**** Dataset records ****

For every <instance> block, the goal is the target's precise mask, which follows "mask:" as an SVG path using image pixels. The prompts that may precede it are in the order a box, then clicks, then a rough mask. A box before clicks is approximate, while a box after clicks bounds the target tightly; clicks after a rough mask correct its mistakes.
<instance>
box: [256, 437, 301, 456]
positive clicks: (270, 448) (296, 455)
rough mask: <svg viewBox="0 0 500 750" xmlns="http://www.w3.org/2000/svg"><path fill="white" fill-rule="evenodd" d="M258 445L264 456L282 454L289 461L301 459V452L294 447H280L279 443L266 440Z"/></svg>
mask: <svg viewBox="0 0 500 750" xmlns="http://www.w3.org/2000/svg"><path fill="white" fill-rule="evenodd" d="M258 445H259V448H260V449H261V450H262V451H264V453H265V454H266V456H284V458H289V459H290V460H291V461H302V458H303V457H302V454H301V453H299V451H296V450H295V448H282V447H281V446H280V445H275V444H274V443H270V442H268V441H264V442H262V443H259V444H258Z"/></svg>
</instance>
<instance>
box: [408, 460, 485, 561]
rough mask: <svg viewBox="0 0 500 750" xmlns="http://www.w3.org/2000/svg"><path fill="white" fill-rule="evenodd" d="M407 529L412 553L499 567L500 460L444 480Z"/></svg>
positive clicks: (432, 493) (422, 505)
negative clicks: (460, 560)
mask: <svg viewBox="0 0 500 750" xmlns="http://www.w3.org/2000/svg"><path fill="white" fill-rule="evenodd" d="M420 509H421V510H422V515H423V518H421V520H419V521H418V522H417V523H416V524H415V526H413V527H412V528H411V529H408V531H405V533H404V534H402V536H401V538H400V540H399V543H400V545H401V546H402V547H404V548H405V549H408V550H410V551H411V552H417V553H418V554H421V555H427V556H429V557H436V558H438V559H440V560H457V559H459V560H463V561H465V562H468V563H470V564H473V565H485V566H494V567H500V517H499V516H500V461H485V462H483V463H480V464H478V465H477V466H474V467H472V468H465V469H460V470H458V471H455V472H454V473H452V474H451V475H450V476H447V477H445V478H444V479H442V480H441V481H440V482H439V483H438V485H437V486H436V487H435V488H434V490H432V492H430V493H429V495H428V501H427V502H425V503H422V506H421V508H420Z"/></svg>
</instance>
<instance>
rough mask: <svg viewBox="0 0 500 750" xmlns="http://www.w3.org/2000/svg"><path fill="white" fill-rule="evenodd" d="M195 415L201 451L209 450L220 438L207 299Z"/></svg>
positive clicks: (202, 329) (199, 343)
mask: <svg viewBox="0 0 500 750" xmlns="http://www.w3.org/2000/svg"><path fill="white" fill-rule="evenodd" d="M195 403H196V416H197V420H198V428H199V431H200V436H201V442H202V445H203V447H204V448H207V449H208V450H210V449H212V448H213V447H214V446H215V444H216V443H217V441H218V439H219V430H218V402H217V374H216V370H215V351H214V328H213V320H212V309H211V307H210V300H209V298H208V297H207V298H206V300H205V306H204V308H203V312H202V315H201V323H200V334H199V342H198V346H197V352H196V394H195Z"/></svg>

****
**** Dataset records ****

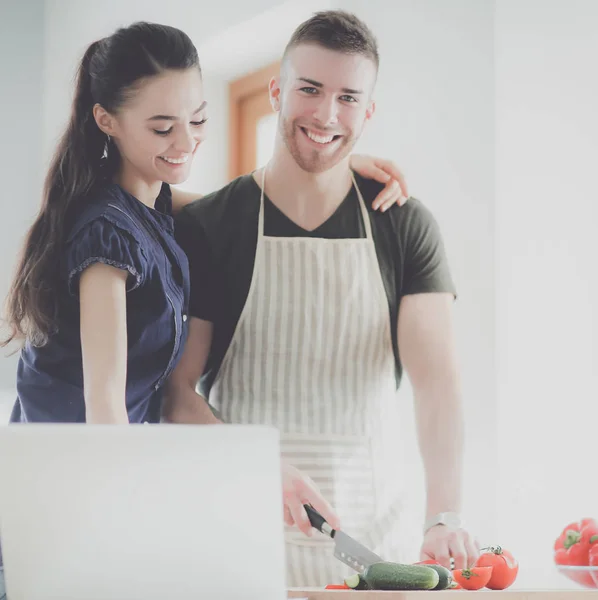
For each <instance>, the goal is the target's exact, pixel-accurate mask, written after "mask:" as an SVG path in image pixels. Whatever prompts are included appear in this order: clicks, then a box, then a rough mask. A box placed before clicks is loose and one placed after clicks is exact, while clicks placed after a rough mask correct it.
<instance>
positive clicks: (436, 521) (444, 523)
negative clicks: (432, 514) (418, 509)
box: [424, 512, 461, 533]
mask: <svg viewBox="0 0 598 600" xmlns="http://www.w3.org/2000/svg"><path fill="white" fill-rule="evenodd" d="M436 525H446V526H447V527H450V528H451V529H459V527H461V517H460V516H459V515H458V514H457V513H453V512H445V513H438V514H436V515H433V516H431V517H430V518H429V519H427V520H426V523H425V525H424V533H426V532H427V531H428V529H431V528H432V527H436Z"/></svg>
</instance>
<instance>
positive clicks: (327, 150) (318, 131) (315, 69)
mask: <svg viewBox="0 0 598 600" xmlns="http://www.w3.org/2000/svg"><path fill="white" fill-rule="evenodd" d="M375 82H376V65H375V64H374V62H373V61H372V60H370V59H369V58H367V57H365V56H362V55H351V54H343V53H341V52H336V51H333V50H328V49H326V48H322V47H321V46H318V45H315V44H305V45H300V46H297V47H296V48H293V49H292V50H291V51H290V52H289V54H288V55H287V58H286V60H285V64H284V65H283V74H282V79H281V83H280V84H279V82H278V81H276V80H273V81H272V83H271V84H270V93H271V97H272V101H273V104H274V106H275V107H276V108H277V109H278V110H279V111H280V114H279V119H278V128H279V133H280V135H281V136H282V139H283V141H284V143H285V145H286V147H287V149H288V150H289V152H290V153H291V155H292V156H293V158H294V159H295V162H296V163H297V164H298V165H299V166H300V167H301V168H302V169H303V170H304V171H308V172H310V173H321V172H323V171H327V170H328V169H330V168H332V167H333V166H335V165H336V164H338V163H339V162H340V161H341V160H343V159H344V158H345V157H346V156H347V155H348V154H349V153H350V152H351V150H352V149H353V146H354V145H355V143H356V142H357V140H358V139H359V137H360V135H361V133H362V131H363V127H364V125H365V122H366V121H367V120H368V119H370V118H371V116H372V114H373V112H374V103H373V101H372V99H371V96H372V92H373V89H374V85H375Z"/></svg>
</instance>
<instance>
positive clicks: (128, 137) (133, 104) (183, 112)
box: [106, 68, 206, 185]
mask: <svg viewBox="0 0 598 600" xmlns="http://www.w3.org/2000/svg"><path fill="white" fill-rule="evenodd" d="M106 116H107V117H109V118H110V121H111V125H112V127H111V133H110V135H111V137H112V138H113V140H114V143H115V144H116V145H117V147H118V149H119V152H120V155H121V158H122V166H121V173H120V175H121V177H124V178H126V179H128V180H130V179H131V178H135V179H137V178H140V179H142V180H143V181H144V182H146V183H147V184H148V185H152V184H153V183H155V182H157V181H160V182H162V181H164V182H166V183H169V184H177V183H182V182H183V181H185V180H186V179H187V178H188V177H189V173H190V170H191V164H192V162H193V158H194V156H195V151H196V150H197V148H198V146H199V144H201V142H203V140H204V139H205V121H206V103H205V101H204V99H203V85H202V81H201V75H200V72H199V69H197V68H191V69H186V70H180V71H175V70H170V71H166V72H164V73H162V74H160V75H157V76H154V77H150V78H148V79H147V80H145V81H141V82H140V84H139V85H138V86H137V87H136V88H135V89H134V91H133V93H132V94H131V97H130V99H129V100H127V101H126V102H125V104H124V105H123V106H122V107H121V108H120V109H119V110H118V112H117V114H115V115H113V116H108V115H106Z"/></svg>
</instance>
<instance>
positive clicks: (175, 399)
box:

****

What the task asks: Copy out each line of the material in which the word "target" turns up.

Exercise result:
For every <instance> block, the goal is the target's precise mask, which follows "mask:" as an SVG path using image pixels. The prompts that may precede it are in the order a box, then clicks, then a rough mask. A box before clicks is approximate, while a box after clicks bounds the target tightly; clicks after a rough mask correct its mistakes.
For each <instance>, the goal is the target's exact, pixel-accurate mask, written after "mask:" as an SVG path in image pixels. Whatever prompts are included appear in this order: clicks, then a box, then a rough mask. A box placed before clicks is loose and one placed after clicks is exact, while clicks placed after a rough mask correct it.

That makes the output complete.